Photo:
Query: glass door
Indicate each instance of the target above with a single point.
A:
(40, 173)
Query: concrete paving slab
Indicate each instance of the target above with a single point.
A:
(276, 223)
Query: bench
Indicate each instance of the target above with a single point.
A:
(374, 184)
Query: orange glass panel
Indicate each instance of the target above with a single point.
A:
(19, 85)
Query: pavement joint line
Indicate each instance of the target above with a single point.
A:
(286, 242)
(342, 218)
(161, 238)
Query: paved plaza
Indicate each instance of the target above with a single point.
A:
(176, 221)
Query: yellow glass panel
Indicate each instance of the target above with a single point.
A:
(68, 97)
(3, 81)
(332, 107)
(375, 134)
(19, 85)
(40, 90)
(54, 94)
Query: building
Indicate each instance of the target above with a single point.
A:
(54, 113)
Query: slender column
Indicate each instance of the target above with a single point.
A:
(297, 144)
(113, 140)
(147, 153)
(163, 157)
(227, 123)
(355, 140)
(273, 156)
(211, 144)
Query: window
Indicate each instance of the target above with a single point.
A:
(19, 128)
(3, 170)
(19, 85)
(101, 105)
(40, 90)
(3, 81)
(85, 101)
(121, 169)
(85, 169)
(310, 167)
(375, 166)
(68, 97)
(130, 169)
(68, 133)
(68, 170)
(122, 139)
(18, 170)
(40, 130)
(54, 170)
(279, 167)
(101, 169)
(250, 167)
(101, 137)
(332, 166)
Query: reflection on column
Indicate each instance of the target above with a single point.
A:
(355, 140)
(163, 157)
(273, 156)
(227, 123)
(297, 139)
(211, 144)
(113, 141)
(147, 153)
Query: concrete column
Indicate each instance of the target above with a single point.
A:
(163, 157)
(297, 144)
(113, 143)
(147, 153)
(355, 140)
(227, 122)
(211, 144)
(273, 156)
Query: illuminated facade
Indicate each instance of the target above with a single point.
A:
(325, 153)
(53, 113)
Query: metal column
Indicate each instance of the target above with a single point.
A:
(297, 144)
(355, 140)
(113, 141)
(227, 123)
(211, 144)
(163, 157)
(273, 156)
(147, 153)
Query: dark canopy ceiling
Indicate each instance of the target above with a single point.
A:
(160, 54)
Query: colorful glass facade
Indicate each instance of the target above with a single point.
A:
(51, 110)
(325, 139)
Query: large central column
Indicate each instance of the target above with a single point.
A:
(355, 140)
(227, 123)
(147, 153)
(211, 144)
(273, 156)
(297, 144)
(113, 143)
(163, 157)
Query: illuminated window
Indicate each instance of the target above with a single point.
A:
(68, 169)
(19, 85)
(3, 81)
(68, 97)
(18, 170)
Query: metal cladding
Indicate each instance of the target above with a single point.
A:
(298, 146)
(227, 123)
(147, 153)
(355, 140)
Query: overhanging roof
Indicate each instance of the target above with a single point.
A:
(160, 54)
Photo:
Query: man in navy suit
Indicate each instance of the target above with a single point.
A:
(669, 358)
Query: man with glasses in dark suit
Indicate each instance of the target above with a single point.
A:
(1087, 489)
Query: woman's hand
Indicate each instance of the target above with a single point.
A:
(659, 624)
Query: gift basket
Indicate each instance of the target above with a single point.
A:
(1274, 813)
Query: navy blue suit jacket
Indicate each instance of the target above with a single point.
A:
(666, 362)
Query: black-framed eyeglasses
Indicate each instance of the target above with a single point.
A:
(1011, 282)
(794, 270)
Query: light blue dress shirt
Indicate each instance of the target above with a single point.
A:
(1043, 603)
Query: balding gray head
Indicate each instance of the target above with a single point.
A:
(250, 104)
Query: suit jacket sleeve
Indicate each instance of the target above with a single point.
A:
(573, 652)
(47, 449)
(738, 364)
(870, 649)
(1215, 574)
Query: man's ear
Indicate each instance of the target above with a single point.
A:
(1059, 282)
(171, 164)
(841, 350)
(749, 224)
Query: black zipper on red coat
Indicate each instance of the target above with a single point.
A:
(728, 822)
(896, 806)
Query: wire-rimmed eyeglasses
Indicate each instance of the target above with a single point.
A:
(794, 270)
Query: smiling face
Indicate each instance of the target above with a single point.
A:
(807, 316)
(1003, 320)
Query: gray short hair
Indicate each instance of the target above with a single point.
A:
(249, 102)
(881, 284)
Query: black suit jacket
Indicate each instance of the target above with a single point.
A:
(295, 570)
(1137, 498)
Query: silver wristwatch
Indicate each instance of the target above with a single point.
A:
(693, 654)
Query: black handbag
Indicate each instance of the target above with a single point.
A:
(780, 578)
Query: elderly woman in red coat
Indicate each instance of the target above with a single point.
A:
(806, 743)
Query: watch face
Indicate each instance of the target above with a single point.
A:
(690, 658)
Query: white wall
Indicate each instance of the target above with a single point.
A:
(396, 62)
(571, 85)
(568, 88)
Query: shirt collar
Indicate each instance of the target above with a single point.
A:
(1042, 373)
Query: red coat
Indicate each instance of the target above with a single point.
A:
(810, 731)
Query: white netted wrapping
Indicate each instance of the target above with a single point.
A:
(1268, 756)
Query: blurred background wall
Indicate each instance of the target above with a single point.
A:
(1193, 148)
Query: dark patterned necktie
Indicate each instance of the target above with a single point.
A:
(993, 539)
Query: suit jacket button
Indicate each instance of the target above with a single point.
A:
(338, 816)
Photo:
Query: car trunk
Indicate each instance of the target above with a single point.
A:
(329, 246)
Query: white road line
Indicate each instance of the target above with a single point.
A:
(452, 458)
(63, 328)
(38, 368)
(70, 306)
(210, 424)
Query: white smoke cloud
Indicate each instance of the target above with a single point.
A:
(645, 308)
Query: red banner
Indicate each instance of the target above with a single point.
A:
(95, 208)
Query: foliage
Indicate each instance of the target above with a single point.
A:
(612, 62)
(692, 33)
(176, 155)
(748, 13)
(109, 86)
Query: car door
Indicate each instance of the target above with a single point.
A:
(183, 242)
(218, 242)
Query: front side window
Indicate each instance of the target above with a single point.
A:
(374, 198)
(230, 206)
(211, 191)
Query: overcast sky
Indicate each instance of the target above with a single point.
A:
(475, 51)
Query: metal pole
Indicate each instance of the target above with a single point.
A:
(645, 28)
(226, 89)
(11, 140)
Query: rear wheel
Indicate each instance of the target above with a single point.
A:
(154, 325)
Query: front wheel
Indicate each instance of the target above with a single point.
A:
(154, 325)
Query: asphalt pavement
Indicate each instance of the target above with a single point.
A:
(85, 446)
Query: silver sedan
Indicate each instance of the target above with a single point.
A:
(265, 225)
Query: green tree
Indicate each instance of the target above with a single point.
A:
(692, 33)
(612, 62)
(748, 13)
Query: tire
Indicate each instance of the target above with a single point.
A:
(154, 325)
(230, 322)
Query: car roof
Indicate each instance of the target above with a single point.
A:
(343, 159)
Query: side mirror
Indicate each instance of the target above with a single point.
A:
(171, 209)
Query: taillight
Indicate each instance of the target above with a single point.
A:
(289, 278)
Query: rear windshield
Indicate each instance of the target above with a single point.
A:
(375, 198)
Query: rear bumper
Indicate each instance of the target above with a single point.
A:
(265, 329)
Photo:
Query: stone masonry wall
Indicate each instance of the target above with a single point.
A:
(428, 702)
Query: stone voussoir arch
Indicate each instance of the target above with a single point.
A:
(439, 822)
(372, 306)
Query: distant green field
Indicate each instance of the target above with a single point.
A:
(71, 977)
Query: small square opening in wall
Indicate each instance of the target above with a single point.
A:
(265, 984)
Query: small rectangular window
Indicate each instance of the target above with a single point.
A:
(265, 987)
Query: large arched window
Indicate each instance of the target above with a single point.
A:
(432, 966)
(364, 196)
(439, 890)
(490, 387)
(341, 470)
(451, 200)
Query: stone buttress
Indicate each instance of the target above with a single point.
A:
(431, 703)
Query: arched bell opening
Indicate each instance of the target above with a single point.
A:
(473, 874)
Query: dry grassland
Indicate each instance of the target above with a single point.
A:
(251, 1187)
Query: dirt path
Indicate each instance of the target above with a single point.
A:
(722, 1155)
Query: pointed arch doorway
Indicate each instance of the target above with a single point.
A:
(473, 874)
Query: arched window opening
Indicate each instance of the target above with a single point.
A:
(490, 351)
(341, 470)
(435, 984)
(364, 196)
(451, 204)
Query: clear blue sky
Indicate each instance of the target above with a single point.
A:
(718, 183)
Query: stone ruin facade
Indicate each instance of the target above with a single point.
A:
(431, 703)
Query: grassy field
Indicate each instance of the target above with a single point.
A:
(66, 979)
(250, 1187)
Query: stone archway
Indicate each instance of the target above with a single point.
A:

━━━━━━

_任务要求:_
请修改上方列表中从包含“Query: suit jacket sleeve”的行至包含“(1003, 320)”的行（含首尾两行）：将“eyeglasses”替换为“spectacles”，其余内容一律保持原样，仅输出这些行。

_答复如下:_
Query: suit jacket sleeve
Indicate each instance of the target above with a single point.
A:
(573, 652)
(47, 449)
(738, 364)
(870, 649)
(1215, 574)
Query: man's ear
Indicate each instance of the target above with a single point.
A:
(1059, 282)
(171, 164)
(841, 350)
(749, 224)
Query: black zipper on red coat
Indicate each instance of the target above with a single point.
A:
(728, 822)
(896, 806)
Query: wire-rimmed spectacles
Indicate each instance of the target above with a single point.
A:
(794, 270)
Query: smiling face
Indicate each instance of the target above with a single point.
A:
(807, 316)
(1003, 320)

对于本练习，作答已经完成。